§ EXERCISE GOAL
How many lines in the items below contain the string "tree", with case counting? Reply with the number alone.

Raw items

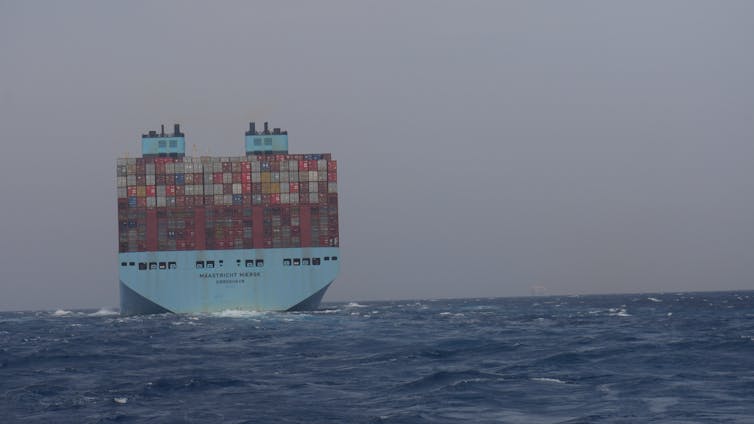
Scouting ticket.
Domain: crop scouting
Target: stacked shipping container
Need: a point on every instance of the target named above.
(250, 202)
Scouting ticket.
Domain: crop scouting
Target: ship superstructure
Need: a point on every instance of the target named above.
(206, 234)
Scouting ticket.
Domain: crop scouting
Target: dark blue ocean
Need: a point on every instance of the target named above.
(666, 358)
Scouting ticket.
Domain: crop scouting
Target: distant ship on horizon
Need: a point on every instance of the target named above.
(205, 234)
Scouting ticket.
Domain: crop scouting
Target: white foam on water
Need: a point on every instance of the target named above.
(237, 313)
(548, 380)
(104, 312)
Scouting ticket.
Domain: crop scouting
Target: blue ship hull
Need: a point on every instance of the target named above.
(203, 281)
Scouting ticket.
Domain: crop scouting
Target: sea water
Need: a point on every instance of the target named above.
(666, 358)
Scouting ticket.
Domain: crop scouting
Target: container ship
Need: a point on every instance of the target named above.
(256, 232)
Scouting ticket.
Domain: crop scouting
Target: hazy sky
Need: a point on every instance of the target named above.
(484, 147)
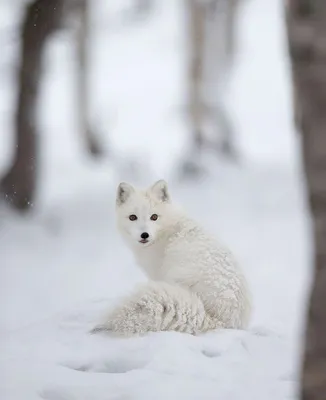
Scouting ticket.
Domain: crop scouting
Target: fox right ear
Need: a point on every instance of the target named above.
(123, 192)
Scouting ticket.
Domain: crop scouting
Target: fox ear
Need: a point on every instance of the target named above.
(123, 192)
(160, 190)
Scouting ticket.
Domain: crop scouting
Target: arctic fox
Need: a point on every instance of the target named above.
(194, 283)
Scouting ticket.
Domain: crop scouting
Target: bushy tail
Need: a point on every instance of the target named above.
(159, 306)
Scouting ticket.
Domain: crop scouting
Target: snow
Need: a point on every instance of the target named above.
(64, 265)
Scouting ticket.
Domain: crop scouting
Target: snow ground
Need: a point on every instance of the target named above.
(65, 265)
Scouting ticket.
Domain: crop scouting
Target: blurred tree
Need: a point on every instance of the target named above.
==
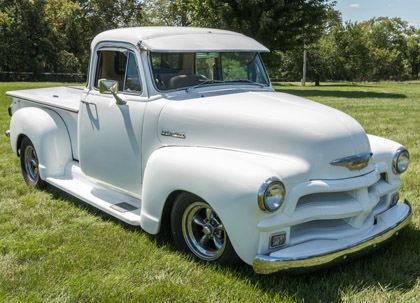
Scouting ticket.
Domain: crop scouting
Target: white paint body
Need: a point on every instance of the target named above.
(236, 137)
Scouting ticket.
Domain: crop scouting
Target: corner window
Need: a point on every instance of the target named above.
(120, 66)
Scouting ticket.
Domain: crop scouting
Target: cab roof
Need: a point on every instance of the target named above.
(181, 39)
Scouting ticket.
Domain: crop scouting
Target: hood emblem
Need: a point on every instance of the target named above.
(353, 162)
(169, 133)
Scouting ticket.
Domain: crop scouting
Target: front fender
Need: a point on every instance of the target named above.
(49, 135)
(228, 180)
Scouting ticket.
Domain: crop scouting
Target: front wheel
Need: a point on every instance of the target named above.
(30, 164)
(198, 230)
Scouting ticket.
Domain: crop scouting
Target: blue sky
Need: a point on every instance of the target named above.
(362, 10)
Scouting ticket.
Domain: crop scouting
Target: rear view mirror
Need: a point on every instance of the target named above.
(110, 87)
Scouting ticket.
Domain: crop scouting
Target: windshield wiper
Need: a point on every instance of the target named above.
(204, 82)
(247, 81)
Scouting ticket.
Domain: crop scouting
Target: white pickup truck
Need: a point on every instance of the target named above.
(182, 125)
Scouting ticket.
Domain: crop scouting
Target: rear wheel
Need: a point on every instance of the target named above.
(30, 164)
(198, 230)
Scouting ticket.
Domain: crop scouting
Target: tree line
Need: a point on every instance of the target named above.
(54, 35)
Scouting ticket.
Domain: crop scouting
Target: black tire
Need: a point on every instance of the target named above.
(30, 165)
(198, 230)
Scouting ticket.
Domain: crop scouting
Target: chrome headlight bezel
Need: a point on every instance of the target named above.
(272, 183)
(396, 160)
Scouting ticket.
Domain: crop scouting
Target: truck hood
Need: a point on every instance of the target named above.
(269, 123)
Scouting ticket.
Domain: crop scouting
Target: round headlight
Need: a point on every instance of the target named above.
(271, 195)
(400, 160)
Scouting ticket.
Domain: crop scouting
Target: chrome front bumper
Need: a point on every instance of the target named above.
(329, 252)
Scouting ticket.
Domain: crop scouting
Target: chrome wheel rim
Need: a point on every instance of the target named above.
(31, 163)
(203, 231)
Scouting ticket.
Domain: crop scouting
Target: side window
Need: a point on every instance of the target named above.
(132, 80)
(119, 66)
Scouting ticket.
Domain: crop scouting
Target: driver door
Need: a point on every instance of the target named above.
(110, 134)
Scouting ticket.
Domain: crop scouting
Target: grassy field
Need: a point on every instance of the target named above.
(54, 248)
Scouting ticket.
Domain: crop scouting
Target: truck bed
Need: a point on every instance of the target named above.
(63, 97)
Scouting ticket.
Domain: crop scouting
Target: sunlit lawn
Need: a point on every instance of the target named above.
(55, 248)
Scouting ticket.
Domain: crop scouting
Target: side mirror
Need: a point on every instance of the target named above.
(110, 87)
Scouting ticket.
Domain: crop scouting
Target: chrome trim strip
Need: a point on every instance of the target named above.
==
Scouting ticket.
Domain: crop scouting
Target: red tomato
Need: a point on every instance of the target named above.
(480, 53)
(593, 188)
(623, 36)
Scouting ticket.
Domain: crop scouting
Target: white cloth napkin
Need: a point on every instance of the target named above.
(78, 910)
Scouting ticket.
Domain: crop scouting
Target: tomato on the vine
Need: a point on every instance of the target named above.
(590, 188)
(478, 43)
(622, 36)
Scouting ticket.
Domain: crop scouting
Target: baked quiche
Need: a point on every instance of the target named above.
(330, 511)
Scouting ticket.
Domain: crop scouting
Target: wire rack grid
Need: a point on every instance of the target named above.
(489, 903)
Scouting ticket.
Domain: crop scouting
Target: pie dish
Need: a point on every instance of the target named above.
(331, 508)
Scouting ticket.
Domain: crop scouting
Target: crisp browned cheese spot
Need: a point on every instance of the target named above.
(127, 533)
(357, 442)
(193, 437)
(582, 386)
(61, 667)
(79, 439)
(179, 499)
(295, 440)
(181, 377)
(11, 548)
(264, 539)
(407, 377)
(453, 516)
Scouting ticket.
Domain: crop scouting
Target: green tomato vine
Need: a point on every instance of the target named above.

§ FULL OUTPUT
2